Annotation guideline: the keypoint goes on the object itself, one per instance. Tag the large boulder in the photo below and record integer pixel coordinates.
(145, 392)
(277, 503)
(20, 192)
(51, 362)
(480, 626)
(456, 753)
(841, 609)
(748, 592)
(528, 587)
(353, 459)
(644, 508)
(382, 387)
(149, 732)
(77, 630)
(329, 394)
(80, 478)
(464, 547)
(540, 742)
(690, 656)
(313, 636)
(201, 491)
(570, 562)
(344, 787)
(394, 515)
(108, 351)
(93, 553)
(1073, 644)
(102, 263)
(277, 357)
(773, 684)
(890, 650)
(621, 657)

****************************************

# 任务说明:
把上面这些行全部输出为两列 CSV，列名用“提问”和“回应”：每段文字占一行，文字本身放在“提问”列，对应的答案放在“回应”列，每项各为一个带引号的字段，其中的换行一律改成空格。

# 参考答案:
提问,回应
"Annotation guideline: the keypoint goes on the object itself, one per instance. Tag the large boulder in the photo below and record integer pixel coordinates.","(145, 392) (277, 503) (20, 192) (51, 362) (480, 626) (456, 753) (841, 609) (748, 592) (528, 587) (353, 459) (644, 508) (382, 387) (149, 732) (77, 630) (329, 394) (80, 478) (464, 547) (540, 742) (690, 656) (313, 636) (201, 491) (570, 562) (344, 787) (394, 515) (108, 351) (93, 553) (1073, 644) (102, 263) (277, 357) (773, 684) (890, 650) (621, 657)"